- Opening Delimiter -

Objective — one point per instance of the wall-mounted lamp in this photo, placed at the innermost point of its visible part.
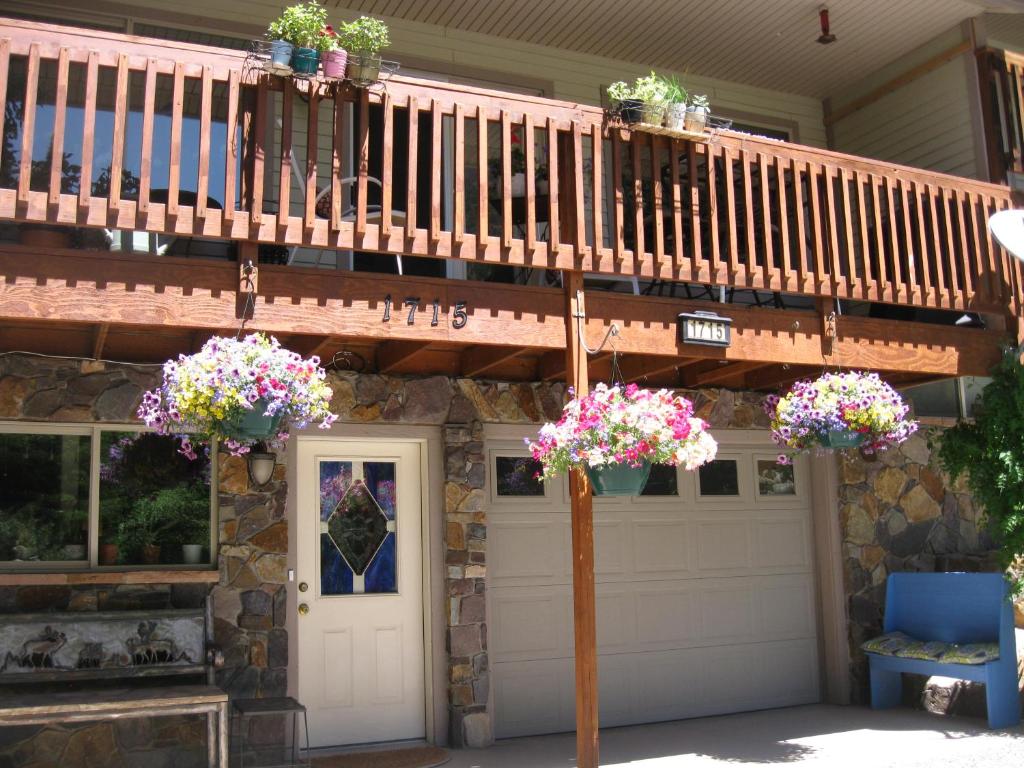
(826, 36)
(261, 464)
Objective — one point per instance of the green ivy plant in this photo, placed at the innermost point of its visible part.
(301, 25)
(366, 36)
(989, 452)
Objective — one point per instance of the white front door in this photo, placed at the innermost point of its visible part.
(359, 572)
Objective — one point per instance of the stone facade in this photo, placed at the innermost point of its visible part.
(897, 513)
(900, 513)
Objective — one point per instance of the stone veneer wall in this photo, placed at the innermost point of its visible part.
(901, 513)
(896, 513)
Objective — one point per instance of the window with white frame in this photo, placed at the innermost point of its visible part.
(82, 497)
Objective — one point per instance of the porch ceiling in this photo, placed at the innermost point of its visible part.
(770, 43)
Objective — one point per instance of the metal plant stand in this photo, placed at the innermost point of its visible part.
(250, 708)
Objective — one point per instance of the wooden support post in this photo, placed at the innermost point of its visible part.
(584, 601)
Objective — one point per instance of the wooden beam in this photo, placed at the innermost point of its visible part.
(148, 293)
(584, 595)
(99, 340)
(477, 360)
(898, 82)
(390, 354)
(723, 373)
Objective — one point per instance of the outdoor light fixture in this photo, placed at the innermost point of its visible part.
(826, 36)
(261, 464)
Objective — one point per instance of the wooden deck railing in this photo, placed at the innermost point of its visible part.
(187, 140)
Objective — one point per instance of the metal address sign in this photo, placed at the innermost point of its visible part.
(459, 315)
(705, 328)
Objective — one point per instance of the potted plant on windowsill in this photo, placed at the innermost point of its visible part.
(652, 91)
(365, 39)
(675, 96)
(624, 103)
(615, 433)
(238, 391)
(696, 114)
(839, 411)
(300, 26)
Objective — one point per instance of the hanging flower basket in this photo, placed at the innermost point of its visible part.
(238, 391)
(619, 479)
(615, 433)
(839, 411)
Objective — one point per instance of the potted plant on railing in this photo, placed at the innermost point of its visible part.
(334, 56)
(839, 411)
(652, 91)
(300, 26)
(696, 114)
(365, 39)
(615, 433)
(624, 103)
(675, 96)
(238, 391)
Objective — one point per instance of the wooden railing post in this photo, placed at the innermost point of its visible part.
(584, 600)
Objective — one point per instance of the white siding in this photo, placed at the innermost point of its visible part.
(573, 77)
(928, 123)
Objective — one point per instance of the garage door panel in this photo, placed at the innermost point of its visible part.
(530, 622)
(666, 615)
(705, 604)
(780, 544)
(610, 547)
(786, 605)
(534, 696)
(660, 546)
(723, 546)
(525, 549)
(614, 622)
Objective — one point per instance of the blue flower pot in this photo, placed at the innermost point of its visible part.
(254, 425)
(305, 60)
(281, 52)
(840, 438)
(619, 479)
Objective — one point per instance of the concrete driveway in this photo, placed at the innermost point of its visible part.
(818, 735)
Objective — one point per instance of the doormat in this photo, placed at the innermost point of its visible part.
(416, 757)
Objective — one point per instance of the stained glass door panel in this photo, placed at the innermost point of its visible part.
(358, 528)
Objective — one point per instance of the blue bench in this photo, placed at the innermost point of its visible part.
(953, 625)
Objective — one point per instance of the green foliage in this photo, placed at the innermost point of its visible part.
(620, 91)
(650, 89)
(699, 100)
(990, 453)
(301, 25)
(172, 516)
(366, 36)
(675, 93)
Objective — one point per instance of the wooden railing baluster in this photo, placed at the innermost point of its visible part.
(205, 120)
(435, 171)
(59, 122)
(363, 164)
(387, 167)
(231, 151)
(312, 138)
(174, 166)
(28, 124)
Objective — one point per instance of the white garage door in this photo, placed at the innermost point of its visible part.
(706, 598)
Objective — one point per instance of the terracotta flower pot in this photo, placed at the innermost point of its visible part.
(108, 554)
(151, 554)
(335, 62)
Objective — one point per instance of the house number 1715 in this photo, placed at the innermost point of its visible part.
(459, 315)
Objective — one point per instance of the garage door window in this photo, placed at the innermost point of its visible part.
(720, 477)
(518, 475)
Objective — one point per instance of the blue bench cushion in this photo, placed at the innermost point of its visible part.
(902, 645)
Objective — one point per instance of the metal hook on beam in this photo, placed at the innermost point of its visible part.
(581, 316)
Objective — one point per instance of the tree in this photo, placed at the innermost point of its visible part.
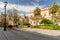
(37, 14)
(46, 21)
(53, 9)
(58, 14)
(13, 13)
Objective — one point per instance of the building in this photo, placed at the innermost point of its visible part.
(44, 14)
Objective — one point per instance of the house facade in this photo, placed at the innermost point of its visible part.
(44, 14)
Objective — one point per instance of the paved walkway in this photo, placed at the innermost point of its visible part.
(43, 31)
(24, 35)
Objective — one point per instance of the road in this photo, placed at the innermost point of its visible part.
(24, 35)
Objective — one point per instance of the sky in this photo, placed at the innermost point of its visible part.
(26, 6)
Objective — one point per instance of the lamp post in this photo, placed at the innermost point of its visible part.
(5, 16)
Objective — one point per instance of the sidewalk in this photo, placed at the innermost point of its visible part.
(43, 31)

- Closing Delimiter -

Retype everything in the material word for word, minus pictures.

Objective — one point per instance of the wall-mounted lamp in this photo, placed at the innermost point of its visible part.
(826, 36)
(261, 464)
Objective — one point per instance of the green ivy plant in this photo, placed at the innermost point of its visible part.
(301, 25)
(366, 36)
(989, 452)
Objective — one point per instance of the white front door in this photo, placed at the innermost point of its visible part.
(359, 572)
Objective — one point per instance of the stone facade in this photo, placed at the innermost point of its visible part.
(897, 513)
(900, 513)
Objective — one point per instance of the stone veneer wall in this photo, placed at the innermost point of its visible part.
(901, 513)
(896, 513)
Objective — one point per instance of the window with white frame in this photo, placed at the innermost point of its visible part.
(82, 497)
Objective — one point per instance of the porch ceiling in this photo, placed at the innermost point of its visible part.
(770, 43)
Objective — one point per instance of the metal plant stand in this photo, placed at the innermost point of its visible part.
(250, 708)
Objective — one point per instance of the wooden support post in this photo, placed at the innermost point of its visible part.
(584, 601)
Objective — one point per instance of the wooden beam in this photo, placed at the innermost point of its visible part.
(148, 293)
(584, 595)
(99, 340)
(477, 360)
(898, 82)
(390, 354)
(723, 373)
Objective — one point per instance of the outdoor light fixture in this photo, placed at the innermost point of its visible part.
(826, 36)
(261, 464)
Objective — one point per instance of the wooden deck railing in this photo, placed at the innermost point of its visible part.
(187, 140)
Objective — one point per instance of the metal address sign in this photo, placed at the innermost point of its visible part.
(459, 315)
(705, 328)
Objective — one point per instance of the potted plant on windowsill in this photo, placed at the innermost point of its visible part.
(652, 91)
(365, 39)
(675, 96)
(624, 103)
(615, 433)
(238, 391)
(696, 114)
(839, 411)
(300, 26)
Objective — one point per instance of the hanging flower basket in this photo, placed at the innermost point of its visible part.
(238, 391)
(619, 479)
(615, 433)
(839, 411)
Objective — one point per instance of the potted plant on railing in this photo, placed at the innermost point of its visible part.
(334, 56)
(839, 411)
(652, 91)
(300, 26)
(696, 114)
(365, 39)
(615, 433)
(624, 103)
(675, 96)
(238, 391)
Objective — one point per instance of the wooden railing post in this photo, placed at the innermost point of its visible part.
(584, 600)
Objective — one point per instance of the white siding in this photo, placed at the innermost point of its visible part.
(573, 77)
(928, 123)
Objective — one point per instance of the garage door panel in this photo, placed at the innermost point of its visible part.
(530, 622)
(666, 615)
(705, 604)
(780, 544)
(610, 547)
(786, 605)
(534, 696)
(660, 546)
(723, 546)
(525, 549)
(614, 622)
Objective — one point per instance of the blue flower pot in this photo, placed at the innermost point of its visible part.
(254, 425)
(305, 60)
(281, 52)
(840, 438)
(619, 479)
Objective — one point per instance of the concrete driveway in this photo, placed at the innermost point of its visible part.
(818, 735)
Objective — one point per instance of the doormat in this photo, placed at the innermost point of its visible part.
(416, 757)
Objective — one point per instance of the stained glass door panel in this photo, placed at the innermost point of its visible part.
(358, 528)
Objective — one point per instance of the blue bench in this photo, placed at the innermost point of its visible part.
(953, 625)
Objective — one point per instance of the green foliage in this photo, placed at the innermost point of its visible part.
(620, 91)
(650, 89)
(699, 100)
(990, 453)
(301, 25)
(172, 516)
(366, 36)
(675, 93)
Objective — one point per instance of the wooden railing baluster in this photo, placed at the innermost point of its visible part.
(205, 120)
(435, 171)
(59, 122)
(363, 164)
(387, 167)
(231, 151)
(312, 138)
(174, 166)
(28, 124)
Objective — one point per instance of the white garage door in this photo, placed at the innermost point of its visible part.
(706, 598)
Objective — one point per instance of the terracotta flower pot in this photo, placed at the innermost point of its visible part.
(108, 554)
(151, 554)
(335, 62)
Objective — one point per instance of the house number 1715 in this photo, placed at the innermost point of its visible part.
(459, 315)
Objective — one point per instance of the garage door window in this photo, placed at the innermost point of its visible part.
(720, 477)
(518, 475)
Objective — one point per instance of the blue bench cushion in this photo, placed at the innermost point of its visible part.
(902, 645)
Objective — one point per instance of the metal hook on beam in this photo, placed at the innermost point of its visible part.
(581, 316)
Objective — one point per instance of the tree in this photo, placed at the innermost point of its visible part.
(37, 14)
(46, 21)
(53, 9)
(58, 14)
(13, 13)
Objective — one point per instance of the building in this photo, placed at the innermost point of its visible part.
(44, 14)
Objective — one point per instance of the house facade in this photo, placed at the innermost point of its visible part.
(44, 14)
Objective — one point per instance of the paved walkway in this photo, placed at the innermost point of its visible part.
(43, 31)
(24, 35)
Objective — one point per instance of the road in this photo, placed at the innermost point of its visible part.
(24, 35)
Objective — one point per instance of the sky in this photo, placed at the innermost point of its visible part.
(26, 6)
Objective — one point per instance of the lamp post in this photo, placed at the innermost point of its visible part.
(5, 16)
Objective — one point per instance of the sidewalk in this photo, placed at the innermost point of its visible part.
(43, 31)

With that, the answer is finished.